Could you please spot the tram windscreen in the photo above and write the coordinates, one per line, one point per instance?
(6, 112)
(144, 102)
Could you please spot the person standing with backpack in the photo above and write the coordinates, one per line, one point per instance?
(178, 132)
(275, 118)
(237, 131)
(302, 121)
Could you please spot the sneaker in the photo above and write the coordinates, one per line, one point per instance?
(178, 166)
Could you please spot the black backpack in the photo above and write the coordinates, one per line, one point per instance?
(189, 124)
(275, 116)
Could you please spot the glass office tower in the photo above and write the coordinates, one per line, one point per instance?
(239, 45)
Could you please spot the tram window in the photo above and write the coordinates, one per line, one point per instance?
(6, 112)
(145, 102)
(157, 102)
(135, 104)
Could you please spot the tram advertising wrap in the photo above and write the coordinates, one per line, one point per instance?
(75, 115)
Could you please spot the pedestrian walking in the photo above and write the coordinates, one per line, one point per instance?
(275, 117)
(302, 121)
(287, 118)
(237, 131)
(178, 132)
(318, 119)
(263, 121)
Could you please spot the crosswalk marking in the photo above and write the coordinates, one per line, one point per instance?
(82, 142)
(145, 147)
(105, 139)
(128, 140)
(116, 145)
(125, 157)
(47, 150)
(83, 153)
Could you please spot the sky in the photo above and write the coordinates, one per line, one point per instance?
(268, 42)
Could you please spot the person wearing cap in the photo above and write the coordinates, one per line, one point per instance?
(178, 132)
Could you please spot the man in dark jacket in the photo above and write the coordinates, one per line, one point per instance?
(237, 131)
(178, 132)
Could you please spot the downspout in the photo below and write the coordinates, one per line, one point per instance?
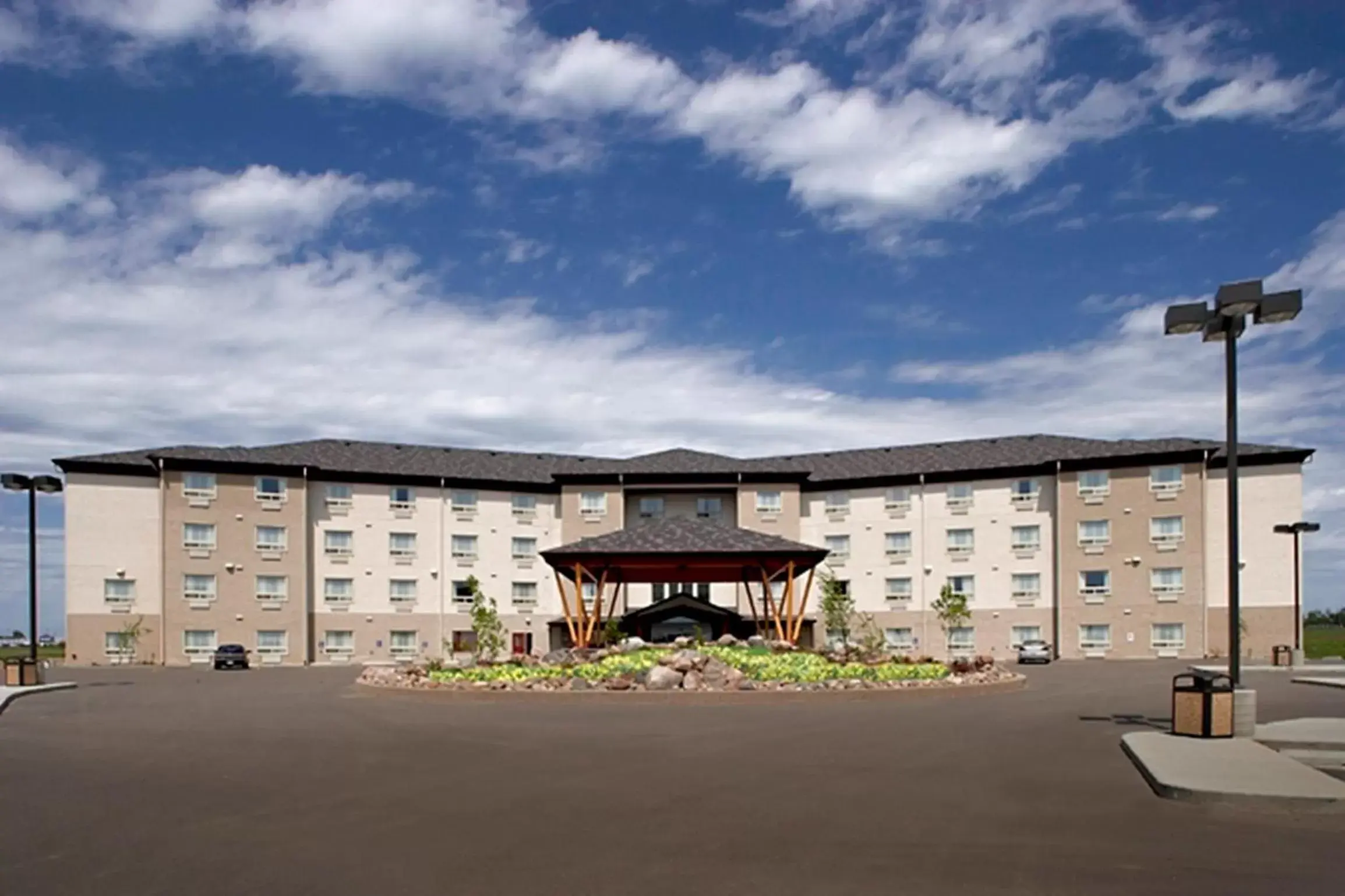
(163, 567)
(1055, 574)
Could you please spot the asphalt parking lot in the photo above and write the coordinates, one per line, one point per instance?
(171, 781)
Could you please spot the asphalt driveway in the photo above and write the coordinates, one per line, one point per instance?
(171, 781)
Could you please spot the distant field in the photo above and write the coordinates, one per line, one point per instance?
(57, 652)
(1324, 641)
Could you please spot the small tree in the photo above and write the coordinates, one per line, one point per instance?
(837, 608)
(486, 622)
(951, 609)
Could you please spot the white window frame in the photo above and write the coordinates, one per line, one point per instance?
(1094, 540)
(1167, 644)
(592, 509)
(1157, 589)
(1157, 486)
(403, 554)
(769, 508)
(1025, 546)
(269, 497)
(1089, 644)
(459, 554)
(1094, 491)
(197, 491)
(199, 546)
(1168, 538)
(272, 547)
(898, 499)
(961, 550)
(888, 594)
(898, 554)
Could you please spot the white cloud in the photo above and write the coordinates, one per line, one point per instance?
(1188, 211)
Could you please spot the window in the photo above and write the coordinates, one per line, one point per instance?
(963, 585)
(898, 544)
(962, 640)
(401, 592)
(338, 590)
(272, 587)
(463, 547)
(198, 644)
(1165, 530)
(1168, 580)
(1095, 582)
(338, 543)
(1165, 479)
(1168, 636)
(271, 538)
(769, 503)
(1025, 538)
(198, 535)
(896, 589)
(1094, 483)
(271, 490)
(1094, 532)
(898, 499)
(838, 546)
(1025, 585)
(198, 587)
(899, 640)
(340, 643)
(962, 542)
(403, 644)
(119, 593)
(272, 644)
(524, 593)
(198, 486)
(1094, 637)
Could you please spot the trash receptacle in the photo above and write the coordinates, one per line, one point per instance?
(20, 672)
(1203, 704)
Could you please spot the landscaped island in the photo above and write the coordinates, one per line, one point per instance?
(725, 665)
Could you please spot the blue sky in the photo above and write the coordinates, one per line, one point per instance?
(616, 228)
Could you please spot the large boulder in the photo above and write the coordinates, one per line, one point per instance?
(663, 679)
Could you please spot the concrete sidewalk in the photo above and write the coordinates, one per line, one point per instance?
(9, 695)
(1233, 770)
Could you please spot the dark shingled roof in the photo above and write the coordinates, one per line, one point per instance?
(537, 468)
(684, 535)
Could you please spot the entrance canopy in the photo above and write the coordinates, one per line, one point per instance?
(684, 550)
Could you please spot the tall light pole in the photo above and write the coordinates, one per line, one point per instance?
(1297, 531)
(1226, 321)
(31, 484)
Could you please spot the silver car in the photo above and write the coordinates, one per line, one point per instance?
(1033, 652)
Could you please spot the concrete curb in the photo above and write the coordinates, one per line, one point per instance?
(10, 695)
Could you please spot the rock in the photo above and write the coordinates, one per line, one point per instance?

- WRITTEN TASK -
Copy every row above word for word, leaving out the pictures.

- THE RESULT -
Could you please spot the tram windscreen in the photo above and write the coordinates, one per line, one point per instance?
(6, 112)
(144, 102)
Could you please spot the person standing with backpack in the photo above and write the coordinates, one per line, one point per instance?
(178, 132)
(275, 118)
(237, 131)
(302, 121)
Could you please spot the sneaker in the photo above and write the coordinates, one per line, one point per instance?
(178, 166)
Could you please spot the black backpack in the photo above and write the coordinates, one per line, one point per instance?
(189, 124)
(275, 116)
Could you please spot the glass office tower in the photo above and write the coordinates, one per line, one point per instance?
(239, 45)
Could you please spot the tram window in the photo above and write the coordinates, one per line, one point per instance?
(6, 112)
(145, 102)
(157, 102)
(135, 104)
Could you please spot the tram advertising wrap in the photo above and write the coordinates, one per line, one point per instance?
(75, 115)
Could you please spot the pedestrian walking in the photo above and write the coordinates, one per line, one point per instance?
(275, 117)
(302, 121)
(287, 118)
(237, 131)
(178, 132)
(318, 119)
(263, 121)
Could you please spot the crosswalk marking in the photo above and write the coordinates, one per line, one point per instance?
(82, 142)
(145, 147)
(105, 139)
(128, 140)
(116, 145)
(125, 157)
(47, 150)
(83, 153)
Could you please spot the sky in the photo above and write the coordinates, one per line, one point per instance?
(268, 42)
Could you please spot the person wearing cap in the photo above and write the coordinates, one per line, one point per instance?
(178, 132)
Could you please spot the man in dark jacket in the photo above and write the coordinates, one per line, one point per instance?
(237, 131)
(178, 132)
Could you please spot the downspout in the photo below and write the coordinates, one per line, one point per instance?
(163, 567)
(1055, 574)
Could you please spot the asphalt parking lot in the photo above and write the coordinates, one per line, one point per instance?
(171, 781)
Could you please spot the asphalt driveway in the photo above and write the coordinates, one per line, one point per instance?
(171, 781)
Could you please spot the distant field in the photo above and write the coordinates, one per line, one point per instance?
(57, 652)
(1324, 641)
Could you please spot the small tree in the photo above and write the coordinates, one per line, one point per instance?
(837, 608)
(486, 622)
(951, 609)
Could you please spot the white window frame in the photo above and write the coordinates, one per line, one point per instance?
(1094, 540)
(1167, 644)
(592, 509)
(1157, 589)
(1157, 486)
(403, 554)
(769, 508)
(1025, 546)
(269, 497)
(1089, 644)
(459, 554)
(1094, 491)
(197, 491)
(199, 546)
(1168, 538)
(272, 547)
(898, 499)
(961, 550)
(888, 594)
(898, 554)
Could you please spot the white cloud in the photo above and write the coordinates, one per line, one point per instance?
(1188, 211)
Could you please spot the window in the photo above and write the coordinates, one per line, one point per instance?
(963, 585)
(898, 544)
(962, 640)
(401, 592)
(338, 590)
(272, 587)
(463, 547)
(198, 644)
(1165, 530)
(1168, 580)
(1095, 582)
(338, 543)
(1165, 479)
(1168, 636)
(271, 538)
(769, 503)
(1025, 538)
(198, 535)
(896, 589)
(1094, 483)
(271, 490)
(1094, 532)
(898, 499)
(838, 546)
(1025, 585)
(198, 587)
(899, 640)
(340, 643)
(962, 542)
(403, 644)
(119, 593)
(272, 644)
(524, 593)
(198, 486)
(1094, 637)
Could you please spot the trash receptacle in the photo above and write the coordinates, one per line, one point per instance?
(20, 672)
(1203, 704)
Could you please spot the landscaped island in the photo above and write the coordinates, one per line, one point per instance?
(725, 665)
Could you please spot the blue sky in the photo above and write the coordinates, one per line, one point per instance?
(616, 228)
Could you please spot the large boulder in the photo above and write the coordinates, one per line, one point per instance?
(663, 679)
Could you please spot the concrete sidewalk in the photo above and write the coordinates, one per line, one point per instance?
(9, 695)
(1233, 770)
Could you please spot the dark shingled roof in the photo above and write the coordinates, one per line, one point per instance?
(537, 468)
(684, 535)
Could you please spot the entrance canopy in the photo above and write the coordinates, one per line, one point per instance?
(684, 550)
Could you please spot the tall light pole in the photo above and write the coordinates, one per line, one point per instance?
(1297, 531)
(1226, 321)
(31, 484)
Could you please spot the silver car in the photo above and write the coordinates, one per line, one point per instance?
(1033, 652)
Could you please spot the concrete curb in the photo above and write the coordinates, one per line, one point per instance?
(10, 695)
Could you please spot the rock in the photo above and write the coordinates, one per line, one point per instance?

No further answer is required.